To-do item
Print the part of the forum thread on speaker impedance that runs from "Are you using" to "per channel, right?", copied word for word.
------ Source passage
Are you using a crossover, or letting them roll off by themselves?
Piezos have a pretty high impedance (used to, anyway--I'm assuming that nothing's changed there). Unless you're doing something odd with the crossover, it's likely that any other drivers you've got in the cabinet are going to determine the load of the speaker as a whole. Do your piezos give an impedance?

Grey
 
No, they don't. Does that mean that if I have a piezo horn tweeter, an 8-ohm cone midrange, and an 8-ohm cone woofer, then I wind up with 4 ohms per channel, right?

What happens if I just let them roll off naturally? Will they get to "honking" on me? Will they be damaged? I'm probably going to use a crossover. These PA speakers are for a trumpet, two trombones (I'm one of them), an alto saxophone, and a tenor saxophone, as well as a keyboard and two vocalists. These will be running out of a Peavey 400W power amplifier. I volunteered to come up with a plan for adding speakers and mics to the instruments, because I built my own subwoofer, but I realize I don't know everything (which is why I come to you).

Also, secondary question:
On the back of my Sherwood reciever, it says "Rear Speakers (8 ohms)". Does that mean that each satellite must be 8 ohms? Or should the impedance of the satellites add up to 8 ohms (4 + 4)? How does the crossover affect driver impedance? If I have two 8-ohm drivers (tweeter & woofer) crossed over, does the amplifier see 8 ohms?
 
rory,

if you cross over your drivers properly, than the impedance will be roughly what the drivers are individuallly at the frequencies they operate, at least in nominal value. so if you have an 8 ohm woofer and a 4 ohm midrange crossed over at 500Hz, the impedance will be 8 ohms up to around 500Hz, then 4 ohms above 500Hz, or at least roughly so... right around crossover the impedance will vary. in your case, if you have an 8 ohm woofer and 8 ohm midrange, you will end up with an 8 ohm speaker overall if you do the crossover right.
------------
------ Excerpted data
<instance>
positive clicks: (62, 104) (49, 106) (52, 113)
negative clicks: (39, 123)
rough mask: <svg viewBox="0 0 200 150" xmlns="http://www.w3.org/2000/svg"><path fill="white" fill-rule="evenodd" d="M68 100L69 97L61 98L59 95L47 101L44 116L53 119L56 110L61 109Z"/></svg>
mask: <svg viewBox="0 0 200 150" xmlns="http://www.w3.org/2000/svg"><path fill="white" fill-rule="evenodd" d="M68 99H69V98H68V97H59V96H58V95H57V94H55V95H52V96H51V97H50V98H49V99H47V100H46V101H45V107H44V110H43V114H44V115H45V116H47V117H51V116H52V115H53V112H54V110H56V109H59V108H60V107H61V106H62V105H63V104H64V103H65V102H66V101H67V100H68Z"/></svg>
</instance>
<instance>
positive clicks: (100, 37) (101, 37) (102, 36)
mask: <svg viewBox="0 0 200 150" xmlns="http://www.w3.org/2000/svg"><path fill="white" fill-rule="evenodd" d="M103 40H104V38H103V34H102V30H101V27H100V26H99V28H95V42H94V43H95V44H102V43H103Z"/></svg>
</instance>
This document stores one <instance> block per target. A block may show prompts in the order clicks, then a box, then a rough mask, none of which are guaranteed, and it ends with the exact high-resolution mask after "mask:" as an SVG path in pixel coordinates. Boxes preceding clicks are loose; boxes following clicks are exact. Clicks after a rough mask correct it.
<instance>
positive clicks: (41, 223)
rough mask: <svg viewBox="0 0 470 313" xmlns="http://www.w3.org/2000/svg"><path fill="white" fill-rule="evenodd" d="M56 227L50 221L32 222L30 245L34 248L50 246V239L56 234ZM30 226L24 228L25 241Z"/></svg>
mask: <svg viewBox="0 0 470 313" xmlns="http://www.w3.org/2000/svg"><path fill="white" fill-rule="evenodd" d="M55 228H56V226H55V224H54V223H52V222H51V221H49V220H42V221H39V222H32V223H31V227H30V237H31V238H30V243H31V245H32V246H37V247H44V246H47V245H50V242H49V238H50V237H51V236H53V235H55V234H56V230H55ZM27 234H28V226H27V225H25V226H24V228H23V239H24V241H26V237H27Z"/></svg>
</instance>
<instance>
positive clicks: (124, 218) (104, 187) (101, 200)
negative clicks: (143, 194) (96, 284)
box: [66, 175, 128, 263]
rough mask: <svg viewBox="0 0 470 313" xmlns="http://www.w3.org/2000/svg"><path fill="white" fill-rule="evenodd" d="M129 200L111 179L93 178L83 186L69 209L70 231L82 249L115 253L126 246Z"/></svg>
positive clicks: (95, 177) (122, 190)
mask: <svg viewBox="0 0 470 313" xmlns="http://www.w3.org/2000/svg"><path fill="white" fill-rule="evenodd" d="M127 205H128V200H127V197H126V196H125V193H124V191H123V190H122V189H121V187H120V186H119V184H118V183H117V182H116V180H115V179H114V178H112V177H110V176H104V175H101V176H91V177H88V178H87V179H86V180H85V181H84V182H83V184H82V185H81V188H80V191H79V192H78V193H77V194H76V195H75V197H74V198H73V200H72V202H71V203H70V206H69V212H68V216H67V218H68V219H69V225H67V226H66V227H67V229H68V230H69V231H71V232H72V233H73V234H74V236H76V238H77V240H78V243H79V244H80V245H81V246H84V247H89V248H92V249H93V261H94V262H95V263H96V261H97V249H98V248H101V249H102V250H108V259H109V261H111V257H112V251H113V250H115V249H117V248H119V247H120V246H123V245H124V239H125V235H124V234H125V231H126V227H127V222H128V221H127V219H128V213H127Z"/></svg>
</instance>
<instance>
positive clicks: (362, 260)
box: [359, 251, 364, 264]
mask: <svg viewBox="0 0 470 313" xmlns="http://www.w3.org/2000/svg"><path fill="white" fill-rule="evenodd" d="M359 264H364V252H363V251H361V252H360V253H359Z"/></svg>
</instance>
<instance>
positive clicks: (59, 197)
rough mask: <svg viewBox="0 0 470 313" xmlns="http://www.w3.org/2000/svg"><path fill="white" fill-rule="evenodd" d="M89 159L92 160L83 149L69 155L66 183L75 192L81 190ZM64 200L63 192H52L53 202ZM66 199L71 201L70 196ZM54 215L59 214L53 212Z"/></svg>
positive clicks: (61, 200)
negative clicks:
------------
Output of the task
Are you using a crossover, or letting them roll off by themselves?
Piezos have a pretty high impedance (used to, anyway--I'm assuming that nothing's changed there). Unless you're doing something odd with the crossover, it's likely that any other drivers you've got in the cabinet are going to determine the load of the speaker as a whole. Do your piezos give an impedance?

Grey
 
No, they don't. Does that mean that if I have a piezo horn tweeter, an 8-ohm cone midrange, and an 8-ohm cone woofer, then I wind up with 4 ohms per channel, right?